▸ REQUIRED TASKS:
1 - In the conference post, why does the author say there are adequate grounds for near certainty that the "restlessness" has become the "Middle-Aged, Comfortable, Antinomian" movement?
2 - From the conference post, output everything from "March 1, 2014, 5:33" down to "willing to participate.".

▸ GIVEN TEXT:

Bags of Bran

Three Days Among the Evangelicals: The “More”
March 1, 2014, 5:33 pm
Filed under: Biography

One apparent theme that frequently arose in the music and haunted some of the preaching at the conference was an ambiguous sense of discontent. The status quo, from the perspective of the platform, was not really good enough: the speakers and performers commended a foggy fascination with an unidentified “more.” More what? Good question! I could not tell. Supply your favorite Sunday School answer: Jesus, God, gospel, power… a nebulous sense of importance in the divine scheme, perhaps? Whatever the “more” is, it must be truly fleeting, because of the asking for the “more” there was no end. This asking invited neither repentance nor introspection, but only participation, and the conference attendees were at least willing to participate.

John Piper’s “talk” (for that is the term they use–it carries none of the baggage of “sermon”) was full of this…what shall we call it? Ennui? He spoke longingly of longing and of seeking after…something. It was more of the sub-theme of his message, and indeed of much of his ministry, as far as I’ve followed it, than the message itself. He used Hudson Taylor–a fellow with deep roots in Keswick and perfectionist circles– as an exemplary seeker of the “more.” After a brief and sympathetic discussion of the Keswick movement (without really mentioning its highly pertinent antecedents), Piper concluded that Hudson Taylor was really a soul brother after all: Taylor was looking for the “more”; and according to Piper, ’tis better to search for the “more” wrongly than to fail to search for the “more”. A sine qua non of Piper’s idyllic imagination, evidently, is longing for the “more.” It is, to borrow the metaphor, the peak to which there is no wrong path of ascent.
Strange that such a message, or such an underlying feeling, should come from a ministry whose byline is something like “God is most glorified in us when we are most satisfied in Him.” I vaguely detect the vestiges of the “restlessness” that characterized the Young, Restless, Reformed trend that has now become the “Middle-Aged, Comfortable, Antinomian” movement. I say that on adequate grounds for near certainty because the clientele at that conference were men who seemed deeply satisfied, at least religiously, with the current situation. They did not evoke pilgrims wandering the wastes by chart and stars in search of a city built without hands, but rather bored shoppers induced to purchase by the adventurous decor of an Eddie Bauer store. These are men who will never, under their own steam, search the heights; but who will gladly listen to people who talk about people who, in remote times and faraway lands, did search the heights. The thrill of vicarious spiritual experience of the “more” is a vital part of their program. It is certainly worth their singing about, and the notion came up in an offhand way more than once in unscripted moments such as announcements.

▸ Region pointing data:
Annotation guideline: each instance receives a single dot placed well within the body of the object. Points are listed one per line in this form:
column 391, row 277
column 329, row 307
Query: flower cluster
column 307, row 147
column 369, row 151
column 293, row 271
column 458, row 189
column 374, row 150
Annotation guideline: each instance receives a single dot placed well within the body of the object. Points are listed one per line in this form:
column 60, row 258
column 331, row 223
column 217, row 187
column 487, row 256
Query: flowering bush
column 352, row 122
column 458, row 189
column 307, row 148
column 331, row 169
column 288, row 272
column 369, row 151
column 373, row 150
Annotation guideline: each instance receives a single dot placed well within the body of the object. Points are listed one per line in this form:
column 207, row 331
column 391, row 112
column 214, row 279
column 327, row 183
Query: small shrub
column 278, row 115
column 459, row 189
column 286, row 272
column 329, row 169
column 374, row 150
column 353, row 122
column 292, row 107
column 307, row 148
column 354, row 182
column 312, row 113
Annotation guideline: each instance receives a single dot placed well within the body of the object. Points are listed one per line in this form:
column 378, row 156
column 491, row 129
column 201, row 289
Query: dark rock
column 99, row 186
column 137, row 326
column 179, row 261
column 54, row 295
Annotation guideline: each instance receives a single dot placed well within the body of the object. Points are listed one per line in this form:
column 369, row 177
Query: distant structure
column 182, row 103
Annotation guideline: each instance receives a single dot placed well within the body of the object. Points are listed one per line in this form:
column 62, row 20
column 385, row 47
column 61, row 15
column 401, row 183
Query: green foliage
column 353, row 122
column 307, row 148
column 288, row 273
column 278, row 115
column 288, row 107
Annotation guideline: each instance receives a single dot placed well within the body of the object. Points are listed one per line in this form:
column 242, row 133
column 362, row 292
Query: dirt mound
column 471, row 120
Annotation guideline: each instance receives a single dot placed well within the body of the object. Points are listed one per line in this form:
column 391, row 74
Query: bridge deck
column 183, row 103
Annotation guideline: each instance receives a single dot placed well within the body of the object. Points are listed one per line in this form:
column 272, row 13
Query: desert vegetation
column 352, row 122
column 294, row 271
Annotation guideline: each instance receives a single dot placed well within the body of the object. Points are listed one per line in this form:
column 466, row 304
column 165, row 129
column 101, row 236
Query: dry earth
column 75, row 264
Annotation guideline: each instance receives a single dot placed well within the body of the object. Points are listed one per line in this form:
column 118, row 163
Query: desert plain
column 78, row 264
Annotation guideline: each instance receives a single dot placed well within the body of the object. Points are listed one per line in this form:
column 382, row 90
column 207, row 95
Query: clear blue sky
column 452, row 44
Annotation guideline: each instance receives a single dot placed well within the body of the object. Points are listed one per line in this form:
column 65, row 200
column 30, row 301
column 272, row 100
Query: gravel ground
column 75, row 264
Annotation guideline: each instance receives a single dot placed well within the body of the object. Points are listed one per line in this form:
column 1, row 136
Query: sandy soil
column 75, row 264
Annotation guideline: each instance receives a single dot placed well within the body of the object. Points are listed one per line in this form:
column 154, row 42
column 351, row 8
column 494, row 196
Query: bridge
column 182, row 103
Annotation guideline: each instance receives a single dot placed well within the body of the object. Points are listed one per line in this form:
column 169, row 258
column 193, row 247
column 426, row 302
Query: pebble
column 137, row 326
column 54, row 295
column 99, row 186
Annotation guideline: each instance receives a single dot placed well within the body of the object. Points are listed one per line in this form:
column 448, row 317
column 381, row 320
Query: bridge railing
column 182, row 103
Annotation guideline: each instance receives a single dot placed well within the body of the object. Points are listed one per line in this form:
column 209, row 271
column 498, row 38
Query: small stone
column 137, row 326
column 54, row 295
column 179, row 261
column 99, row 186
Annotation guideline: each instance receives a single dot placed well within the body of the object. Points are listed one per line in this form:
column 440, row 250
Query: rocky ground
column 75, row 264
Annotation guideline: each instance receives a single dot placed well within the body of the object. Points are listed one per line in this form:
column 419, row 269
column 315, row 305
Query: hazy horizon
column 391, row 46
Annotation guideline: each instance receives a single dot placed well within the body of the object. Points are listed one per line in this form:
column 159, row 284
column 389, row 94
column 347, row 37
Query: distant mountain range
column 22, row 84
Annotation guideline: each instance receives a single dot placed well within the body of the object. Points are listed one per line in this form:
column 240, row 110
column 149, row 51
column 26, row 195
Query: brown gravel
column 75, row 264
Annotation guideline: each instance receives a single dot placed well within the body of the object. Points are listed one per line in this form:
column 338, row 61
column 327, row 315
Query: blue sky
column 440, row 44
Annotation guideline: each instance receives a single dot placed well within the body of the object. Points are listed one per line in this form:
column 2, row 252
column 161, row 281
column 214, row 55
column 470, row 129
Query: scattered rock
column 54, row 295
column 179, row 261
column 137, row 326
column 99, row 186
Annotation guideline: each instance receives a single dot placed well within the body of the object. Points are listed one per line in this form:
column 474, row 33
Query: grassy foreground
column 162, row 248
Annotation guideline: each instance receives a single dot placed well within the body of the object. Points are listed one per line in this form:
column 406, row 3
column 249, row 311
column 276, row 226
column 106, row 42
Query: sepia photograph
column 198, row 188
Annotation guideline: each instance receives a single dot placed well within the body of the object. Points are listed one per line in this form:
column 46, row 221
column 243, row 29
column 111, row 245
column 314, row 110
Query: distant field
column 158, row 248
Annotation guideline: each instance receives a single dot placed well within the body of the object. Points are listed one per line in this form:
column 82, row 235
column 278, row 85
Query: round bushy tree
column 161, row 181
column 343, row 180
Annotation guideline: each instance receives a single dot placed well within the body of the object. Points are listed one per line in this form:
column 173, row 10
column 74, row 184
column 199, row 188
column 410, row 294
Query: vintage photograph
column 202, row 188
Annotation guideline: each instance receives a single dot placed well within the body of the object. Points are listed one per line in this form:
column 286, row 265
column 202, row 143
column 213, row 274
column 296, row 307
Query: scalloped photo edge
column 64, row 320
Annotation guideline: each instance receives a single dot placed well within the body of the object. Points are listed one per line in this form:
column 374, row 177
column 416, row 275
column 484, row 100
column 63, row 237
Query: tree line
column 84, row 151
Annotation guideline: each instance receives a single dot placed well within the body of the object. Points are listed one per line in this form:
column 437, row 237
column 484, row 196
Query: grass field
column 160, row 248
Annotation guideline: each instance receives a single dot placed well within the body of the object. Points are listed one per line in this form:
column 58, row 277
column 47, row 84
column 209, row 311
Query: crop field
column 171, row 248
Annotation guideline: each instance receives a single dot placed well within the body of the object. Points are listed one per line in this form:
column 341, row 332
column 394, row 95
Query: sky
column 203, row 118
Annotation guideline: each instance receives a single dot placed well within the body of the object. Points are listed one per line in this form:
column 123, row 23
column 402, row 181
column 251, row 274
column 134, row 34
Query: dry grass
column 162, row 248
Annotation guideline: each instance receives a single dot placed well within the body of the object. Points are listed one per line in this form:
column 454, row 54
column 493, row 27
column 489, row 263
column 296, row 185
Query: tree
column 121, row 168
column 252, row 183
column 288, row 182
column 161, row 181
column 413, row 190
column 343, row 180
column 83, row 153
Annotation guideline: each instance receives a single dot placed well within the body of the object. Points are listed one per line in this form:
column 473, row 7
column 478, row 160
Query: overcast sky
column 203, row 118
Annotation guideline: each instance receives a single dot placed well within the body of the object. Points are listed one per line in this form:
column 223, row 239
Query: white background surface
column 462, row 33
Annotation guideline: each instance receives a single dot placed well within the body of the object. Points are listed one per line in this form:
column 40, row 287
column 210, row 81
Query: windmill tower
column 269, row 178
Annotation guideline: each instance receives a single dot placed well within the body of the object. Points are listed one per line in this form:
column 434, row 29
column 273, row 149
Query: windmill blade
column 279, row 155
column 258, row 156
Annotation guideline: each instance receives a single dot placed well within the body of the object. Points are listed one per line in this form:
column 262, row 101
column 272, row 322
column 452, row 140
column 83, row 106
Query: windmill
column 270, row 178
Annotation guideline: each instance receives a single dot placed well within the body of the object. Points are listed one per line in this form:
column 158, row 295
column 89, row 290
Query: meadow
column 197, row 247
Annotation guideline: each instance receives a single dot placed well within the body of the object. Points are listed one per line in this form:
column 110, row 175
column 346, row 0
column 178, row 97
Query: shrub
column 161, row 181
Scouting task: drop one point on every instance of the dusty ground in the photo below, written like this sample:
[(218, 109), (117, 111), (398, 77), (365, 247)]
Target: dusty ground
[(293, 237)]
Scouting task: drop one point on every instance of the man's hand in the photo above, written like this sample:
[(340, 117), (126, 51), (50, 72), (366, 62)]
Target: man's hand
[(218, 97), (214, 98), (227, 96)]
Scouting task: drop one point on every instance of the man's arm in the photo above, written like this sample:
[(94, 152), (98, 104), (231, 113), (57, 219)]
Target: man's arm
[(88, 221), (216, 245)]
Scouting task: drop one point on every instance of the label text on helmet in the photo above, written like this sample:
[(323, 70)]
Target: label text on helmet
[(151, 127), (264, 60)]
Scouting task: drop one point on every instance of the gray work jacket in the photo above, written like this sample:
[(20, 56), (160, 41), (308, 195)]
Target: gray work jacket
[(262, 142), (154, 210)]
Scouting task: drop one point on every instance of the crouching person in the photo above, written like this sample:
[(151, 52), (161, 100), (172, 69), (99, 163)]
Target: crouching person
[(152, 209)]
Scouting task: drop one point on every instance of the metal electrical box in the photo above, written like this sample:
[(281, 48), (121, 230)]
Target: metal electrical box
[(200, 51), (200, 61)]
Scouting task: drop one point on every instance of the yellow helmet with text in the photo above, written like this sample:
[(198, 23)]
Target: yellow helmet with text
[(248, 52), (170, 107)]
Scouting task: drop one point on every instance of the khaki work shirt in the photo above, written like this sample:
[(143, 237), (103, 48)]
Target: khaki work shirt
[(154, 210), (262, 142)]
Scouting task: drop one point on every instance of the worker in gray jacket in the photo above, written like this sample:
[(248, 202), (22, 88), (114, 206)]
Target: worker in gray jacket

▸ OUTPUTS IN ORDER:
1 - The men attending the conference seemed deeply satisfied, at least religiously, with the current situation. That satisfaction is the author's grounds for near certainty.

2 -
March 1, 2014, 5:33 pm
Filed under: Biography

One apparent theme that frequently arose in the music and haunted some of the preaching at the conference was an ambiguous sense of discontent. The status quo, from the perspective of the platform, was not really good enough: the speakers and performers commended a foggy fascination with an unidentified “more.” More what? Good question! I could not tell. Supply your favorite Sunday School answer: Jesus, God, gospel, power… a nebulous sense of importance in the divine scheme, perhaps? Whatever the “more” is, it must be truly fleeting, because of the asking for the “more” there was no end. This asking invited neither repentance nor introspection, but only participation, and the conference attendees were at least willing to participate.